▸ **EXERCISE DIRECTIONS**
Search the records below for the string "Outline", and report each line that contains it.

** Opening RECORDS SHOWN block **

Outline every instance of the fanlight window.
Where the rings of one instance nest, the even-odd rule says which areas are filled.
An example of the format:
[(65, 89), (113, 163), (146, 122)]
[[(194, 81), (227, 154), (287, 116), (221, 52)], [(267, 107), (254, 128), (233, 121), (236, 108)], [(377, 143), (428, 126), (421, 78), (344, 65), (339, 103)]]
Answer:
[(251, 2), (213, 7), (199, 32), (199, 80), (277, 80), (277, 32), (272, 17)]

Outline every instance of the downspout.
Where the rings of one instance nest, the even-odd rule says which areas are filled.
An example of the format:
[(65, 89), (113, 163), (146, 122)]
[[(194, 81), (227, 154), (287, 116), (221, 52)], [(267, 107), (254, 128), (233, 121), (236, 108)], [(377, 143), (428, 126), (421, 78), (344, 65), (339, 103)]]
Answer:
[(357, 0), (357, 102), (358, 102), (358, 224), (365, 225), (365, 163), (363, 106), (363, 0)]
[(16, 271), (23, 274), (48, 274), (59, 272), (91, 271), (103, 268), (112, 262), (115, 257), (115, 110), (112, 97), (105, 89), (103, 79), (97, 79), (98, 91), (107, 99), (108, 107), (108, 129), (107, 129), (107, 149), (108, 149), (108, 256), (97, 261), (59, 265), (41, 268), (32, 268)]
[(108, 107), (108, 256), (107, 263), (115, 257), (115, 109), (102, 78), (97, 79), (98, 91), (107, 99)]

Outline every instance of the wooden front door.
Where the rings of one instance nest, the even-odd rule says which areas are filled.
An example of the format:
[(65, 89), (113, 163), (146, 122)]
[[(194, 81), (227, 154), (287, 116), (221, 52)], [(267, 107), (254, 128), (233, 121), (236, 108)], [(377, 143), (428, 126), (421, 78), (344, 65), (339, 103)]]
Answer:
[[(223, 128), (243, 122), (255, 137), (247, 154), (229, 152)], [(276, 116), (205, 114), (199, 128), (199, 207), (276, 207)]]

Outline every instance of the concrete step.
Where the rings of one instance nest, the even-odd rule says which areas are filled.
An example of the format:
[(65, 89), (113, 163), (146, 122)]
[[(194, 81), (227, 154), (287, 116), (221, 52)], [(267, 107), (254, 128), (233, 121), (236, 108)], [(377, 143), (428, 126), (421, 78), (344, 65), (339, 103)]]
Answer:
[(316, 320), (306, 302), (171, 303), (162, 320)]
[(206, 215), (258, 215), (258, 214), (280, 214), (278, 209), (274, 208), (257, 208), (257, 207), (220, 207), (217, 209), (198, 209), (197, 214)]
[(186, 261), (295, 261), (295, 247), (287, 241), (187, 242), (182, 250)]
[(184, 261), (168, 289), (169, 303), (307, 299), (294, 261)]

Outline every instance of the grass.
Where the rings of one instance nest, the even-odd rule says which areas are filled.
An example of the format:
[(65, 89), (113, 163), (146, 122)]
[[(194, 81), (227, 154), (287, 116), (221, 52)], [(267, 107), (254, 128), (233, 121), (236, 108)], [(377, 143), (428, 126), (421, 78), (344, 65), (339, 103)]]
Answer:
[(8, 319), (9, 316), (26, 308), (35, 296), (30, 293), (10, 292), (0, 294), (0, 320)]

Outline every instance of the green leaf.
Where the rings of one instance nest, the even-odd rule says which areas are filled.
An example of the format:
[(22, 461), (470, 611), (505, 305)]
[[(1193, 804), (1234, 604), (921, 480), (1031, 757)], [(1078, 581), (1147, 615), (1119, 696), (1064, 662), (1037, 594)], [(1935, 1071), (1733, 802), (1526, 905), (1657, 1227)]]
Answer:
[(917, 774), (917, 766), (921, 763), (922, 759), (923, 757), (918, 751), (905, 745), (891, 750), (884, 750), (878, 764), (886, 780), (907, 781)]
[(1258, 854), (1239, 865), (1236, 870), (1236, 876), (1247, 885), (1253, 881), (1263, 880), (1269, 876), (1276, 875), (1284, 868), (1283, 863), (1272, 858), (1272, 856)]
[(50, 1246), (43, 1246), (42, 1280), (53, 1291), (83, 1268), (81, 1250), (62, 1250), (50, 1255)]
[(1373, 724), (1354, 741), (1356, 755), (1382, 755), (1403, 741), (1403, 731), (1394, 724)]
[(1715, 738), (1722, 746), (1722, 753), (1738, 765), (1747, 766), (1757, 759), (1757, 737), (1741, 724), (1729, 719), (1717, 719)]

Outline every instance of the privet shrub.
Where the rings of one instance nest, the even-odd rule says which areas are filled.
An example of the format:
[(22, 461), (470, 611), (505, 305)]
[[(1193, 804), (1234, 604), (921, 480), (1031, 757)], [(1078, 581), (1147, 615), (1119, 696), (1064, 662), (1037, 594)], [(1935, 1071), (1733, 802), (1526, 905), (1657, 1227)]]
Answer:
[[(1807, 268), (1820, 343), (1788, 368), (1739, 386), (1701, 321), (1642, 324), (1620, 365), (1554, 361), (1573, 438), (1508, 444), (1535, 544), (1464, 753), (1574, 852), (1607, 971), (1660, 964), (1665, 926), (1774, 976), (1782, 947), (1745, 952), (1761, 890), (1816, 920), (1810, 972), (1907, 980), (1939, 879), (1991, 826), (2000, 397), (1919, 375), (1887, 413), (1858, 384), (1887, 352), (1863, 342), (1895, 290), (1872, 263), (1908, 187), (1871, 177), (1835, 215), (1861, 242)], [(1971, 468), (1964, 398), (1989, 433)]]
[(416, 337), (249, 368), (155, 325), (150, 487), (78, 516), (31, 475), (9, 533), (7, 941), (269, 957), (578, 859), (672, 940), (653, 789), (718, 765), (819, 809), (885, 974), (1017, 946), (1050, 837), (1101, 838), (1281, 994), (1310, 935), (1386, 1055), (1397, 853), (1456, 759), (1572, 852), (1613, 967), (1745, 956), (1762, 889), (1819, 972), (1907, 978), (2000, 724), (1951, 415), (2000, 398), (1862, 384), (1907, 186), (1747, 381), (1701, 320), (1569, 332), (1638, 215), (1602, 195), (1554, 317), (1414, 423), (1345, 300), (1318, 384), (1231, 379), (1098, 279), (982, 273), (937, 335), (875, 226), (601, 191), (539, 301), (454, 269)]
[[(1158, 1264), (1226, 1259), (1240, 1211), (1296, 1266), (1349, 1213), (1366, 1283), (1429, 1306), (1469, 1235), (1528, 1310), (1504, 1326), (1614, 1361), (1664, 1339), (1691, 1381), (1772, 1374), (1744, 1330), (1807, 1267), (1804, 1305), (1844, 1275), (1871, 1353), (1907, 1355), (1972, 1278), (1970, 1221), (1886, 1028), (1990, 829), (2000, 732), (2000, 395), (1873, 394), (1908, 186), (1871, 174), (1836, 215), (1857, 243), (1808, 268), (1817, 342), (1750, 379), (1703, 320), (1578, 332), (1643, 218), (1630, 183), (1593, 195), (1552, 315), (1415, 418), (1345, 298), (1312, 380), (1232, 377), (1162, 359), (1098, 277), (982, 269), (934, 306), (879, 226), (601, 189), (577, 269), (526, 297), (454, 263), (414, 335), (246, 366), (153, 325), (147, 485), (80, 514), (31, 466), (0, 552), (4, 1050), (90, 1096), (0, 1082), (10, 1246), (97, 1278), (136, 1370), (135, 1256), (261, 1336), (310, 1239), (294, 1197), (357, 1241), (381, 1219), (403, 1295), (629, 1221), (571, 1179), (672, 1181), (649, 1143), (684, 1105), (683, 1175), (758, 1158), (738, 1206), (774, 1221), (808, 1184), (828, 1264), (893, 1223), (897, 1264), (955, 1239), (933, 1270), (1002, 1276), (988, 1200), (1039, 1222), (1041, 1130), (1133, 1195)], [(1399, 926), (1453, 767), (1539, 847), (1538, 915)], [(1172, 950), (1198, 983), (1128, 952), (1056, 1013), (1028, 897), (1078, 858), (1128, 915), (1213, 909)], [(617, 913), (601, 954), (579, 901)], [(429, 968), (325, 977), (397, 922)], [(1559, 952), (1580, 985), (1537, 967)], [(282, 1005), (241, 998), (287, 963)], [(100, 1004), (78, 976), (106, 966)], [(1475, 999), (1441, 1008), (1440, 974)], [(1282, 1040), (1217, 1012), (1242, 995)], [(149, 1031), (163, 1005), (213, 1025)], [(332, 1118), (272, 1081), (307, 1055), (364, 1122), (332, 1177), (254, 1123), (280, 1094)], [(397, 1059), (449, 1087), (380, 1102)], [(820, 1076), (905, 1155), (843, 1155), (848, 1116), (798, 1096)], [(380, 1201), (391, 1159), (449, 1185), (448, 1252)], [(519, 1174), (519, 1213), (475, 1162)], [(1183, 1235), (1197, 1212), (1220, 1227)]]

** Closing RECORDS SHOWN block **

▸ **TASK OUTPUT**
Outline every instance of the fanlight window.
Outline every instance of the downspout.
Outline every instance of the wooden front door.
Outline every instance of the concrete step.
Outline every instance of the grass.
Outline every instance of the green leaf.
Outline every instance of the privet shrub.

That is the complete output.